WHAT IS ASKED - Lay out each line of the records below as a JSON list of strings, one string per line, with any blank lines left out.
-- TASK DATA start --
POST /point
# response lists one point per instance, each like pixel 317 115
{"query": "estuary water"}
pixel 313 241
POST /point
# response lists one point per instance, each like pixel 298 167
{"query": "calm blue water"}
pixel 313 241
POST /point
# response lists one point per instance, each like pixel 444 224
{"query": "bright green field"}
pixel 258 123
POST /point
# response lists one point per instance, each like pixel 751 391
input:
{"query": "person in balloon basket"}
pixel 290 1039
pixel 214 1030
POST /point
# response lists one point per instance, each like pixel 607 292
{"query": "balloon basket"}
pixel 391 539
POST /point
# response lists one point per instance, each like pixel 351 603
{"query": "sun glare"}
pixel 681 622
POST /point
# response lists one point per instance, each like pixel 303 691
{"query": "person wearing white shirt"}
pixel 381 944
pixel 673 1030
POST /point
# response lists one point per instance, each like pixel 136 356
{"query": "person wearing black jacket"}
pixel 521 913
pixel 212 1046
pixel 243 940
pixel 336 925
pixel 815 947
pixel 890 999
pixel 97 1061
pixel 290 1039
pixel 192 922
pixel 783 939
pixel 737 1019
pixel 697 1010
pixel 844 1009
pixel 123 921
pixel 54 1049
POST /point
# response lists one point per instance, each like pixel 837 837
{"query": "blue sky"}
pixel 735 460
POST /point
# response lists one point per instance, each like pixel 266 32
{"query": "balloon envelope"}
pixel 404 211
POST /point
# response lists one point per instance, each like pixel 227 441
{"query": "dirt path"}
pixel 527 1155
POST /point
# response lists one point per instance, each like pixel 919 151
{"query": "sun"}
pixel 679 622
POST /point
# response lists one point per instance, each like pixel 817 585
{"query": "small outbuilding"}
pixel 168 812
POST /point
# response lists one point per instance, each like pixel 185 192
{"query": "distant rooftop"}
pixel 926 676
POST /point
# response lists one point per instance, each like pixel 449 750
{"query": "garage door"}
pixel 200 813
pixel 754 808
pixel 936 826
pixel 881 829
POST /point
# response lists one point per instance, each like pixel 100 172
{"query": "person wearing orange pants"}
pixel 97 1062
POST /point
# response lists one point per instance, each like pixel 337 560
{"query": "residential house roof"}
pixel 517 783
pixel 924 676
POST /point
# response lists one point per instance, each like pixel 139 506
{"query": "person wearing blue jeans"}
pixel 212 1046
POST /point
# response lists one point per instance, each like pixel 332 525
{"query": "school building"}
-- TASK DATA end --
FULL ANSWER -
[
  "POST /point",
  "# response lists one point per instance, each like pixel 317 115",
  "{\"query\": \"estuary water\"}",
  "pixel 313 241",
  "POST /point",
  "# response lists one point per instance, each like pixel 298 167",
  "{\"query\": \"calm blue water\"}",
  "pixel 313 241",
  "POST /point",
  "# response lists one point per instance, each like pixel 444 224",
  "{\"query\": \"bright green field\"}",
  "pixel 258 123",
  "POST /point",
  "# response lists one point per instance, each like pixel 751 391",
  "input:",
  "{\"query\": \"person in balloon basket\"}",
  "pixel 290 1039",
  "pixel 214 1030",
  "POST /point",
  "# response lists one point per instance, each like pixel 607 292",
  "{\"query\": \"balloon basket\"}",
  "pixel 391 539",
  "POST /point",
  "# response lists one point per instance, each like pixel 351 603",
  "{\"query\": \"sun glare\"}",
  "pixel 681 622",
  "POST /point",
  "# response lists one point per instance, each like pixel 303 691",
  "{\"query\": \"person wearing white shirt\"}",
  "pixel 381 944",
  "pixel 673 1030",
  "POST /point",
  "# response lists one point per instance, each like pixel 136 356",
  "{\"query\": \"person wearing black jacket\"}",
  "pixel 521 913",
  "pixel 212 1046",
  "pixel 243 940",
  "pixel 336 925",
  "pixel 815 947",
  "pixel 890 999",
  "pixel 97 1061",
  "pixel 290 1039",
  "pixel 192 922",
  "pixel 783 939",
  "pixel 737 1019",
  "pixel 697 1010",
  "pixel 844 1009",
  "pixel 123 921",
  "pixel 54 1049",
  "POST /point",
  "# response lists one point per instance, each like pixel 837 837",
  "{\"query\": \"blue sky\"}",
  "pixel 735 460",
  "POST /point",
  "# response lists one point per instance, each like pixel 266 32",
  "{\"query\": \"balloon envelope\"}",
  "pixel 404 211",
  "POST /point",
  "# response lists one point per instance, each like pixel 227 441",
  "{\"query\": \"dirt path\"}",
  "pixel 527 1155",
  "POST /point",
  "# response lists one point per instance, each like pixel 919 151",
  "{\"query\": \"sun\"}",
  "pixel 679 622",
  "POST /point",
  "# response lists one point per instance, each like pixel 817 585",
  "{\"query\": \"small outbuilding\"}",
  "pixel 168 812",
  "POST /point",
  "# response lists one point per instance, each like pixel 185 192",
  "{\"query\": \"distant rooftop\"}",
  "pixel 926 676",
  "POST /point",
  "# response lists one point per instance, each like pixel 449 750",
  "{\"query\": \"garage door\"}",
  "pixel 200 813",
  "pixel 754 808",
  "pixel 936 826",
  "pixel 881 829",
  "POST /point",
  "# response lists one point per instance, each like pixel 100 172",
  "{\"query\": \"person wearing orange pants\"}",
  "pixel 97 1062",
  "POST /point",
  "# response lists one point per instance, each like pixel 337 560",
  "{\"query\": \"residential house roof\"}",
  "pixel 517 783",
  "pixel 924 676",
  "POST /point",
  "# response lists one point per instance, each like pixel 139 506",
  "{\"query\": \"person wearing blue jeans\"}",
  "pixel 212 1046",
  "POST /point",
  "# response lists one point per instance, each like pixel 332 525",
  "{\"query\": \"school building\"}"
]